- **Your task**
Please filter the entries and return only the lines that include "finish".
======== Data extracts
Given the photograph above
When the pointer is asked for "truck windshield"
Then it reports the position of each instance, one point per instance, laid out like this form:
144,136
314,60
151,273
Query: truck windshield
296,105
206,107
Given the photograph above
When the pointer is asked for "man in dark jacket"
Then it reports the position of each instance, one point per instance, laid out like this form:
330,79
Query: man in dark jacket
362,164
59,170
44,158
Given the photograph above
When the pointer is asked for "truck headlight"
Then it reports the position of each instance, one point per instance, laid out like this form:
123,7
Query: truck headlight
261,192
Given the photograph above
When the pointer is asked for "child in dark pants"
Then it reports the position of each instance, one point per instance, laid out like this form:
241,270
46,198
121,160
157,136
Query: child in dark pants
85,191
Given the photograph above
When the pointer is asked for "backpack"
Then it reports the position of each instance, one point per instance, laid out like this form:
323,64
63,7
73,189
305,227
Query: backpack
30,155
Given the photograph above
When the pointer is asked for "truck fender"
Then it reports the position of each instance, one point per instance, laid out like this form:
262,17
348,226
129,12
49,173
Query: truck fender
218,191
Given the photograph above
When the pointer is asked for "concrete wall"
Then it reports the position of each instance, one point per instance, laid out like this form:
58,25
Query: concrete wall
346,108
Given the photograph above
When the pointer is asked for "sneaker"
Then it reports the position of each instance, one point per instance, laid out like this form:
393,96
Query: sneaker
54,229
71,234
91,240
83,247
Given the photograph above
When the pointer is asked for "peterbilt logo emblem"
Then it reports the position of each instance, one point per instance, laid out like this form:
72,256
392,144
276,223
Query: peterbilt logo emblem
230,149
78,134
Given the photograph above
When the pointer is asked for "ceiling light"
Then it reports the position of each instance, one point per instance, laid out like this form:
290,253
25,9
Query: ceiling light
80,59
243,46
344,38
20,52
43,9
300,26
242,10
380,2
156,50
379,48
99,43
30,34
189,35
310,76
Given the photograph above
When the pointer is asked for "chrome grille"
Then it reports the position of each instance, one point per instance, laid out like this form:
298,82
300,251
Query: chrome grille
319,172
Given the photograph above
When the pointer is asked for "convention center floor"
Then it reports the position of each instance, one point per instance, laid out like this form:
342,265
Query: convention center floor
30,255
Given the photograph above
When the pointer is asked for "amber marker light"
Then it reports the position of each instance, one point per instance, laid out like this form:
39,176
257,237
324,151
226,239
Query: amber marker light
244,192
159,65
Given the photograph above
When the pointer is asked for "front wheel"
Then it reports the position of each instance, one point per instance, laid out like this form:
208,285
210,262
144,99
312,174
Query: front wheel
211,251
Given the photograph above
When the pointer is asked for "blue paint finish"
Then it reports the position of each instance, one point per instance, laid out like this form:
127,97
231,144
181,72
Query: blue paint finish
================
- **Output of the exercise**
When the pointer is asked for "blue paint finish"
Query: blue paint finish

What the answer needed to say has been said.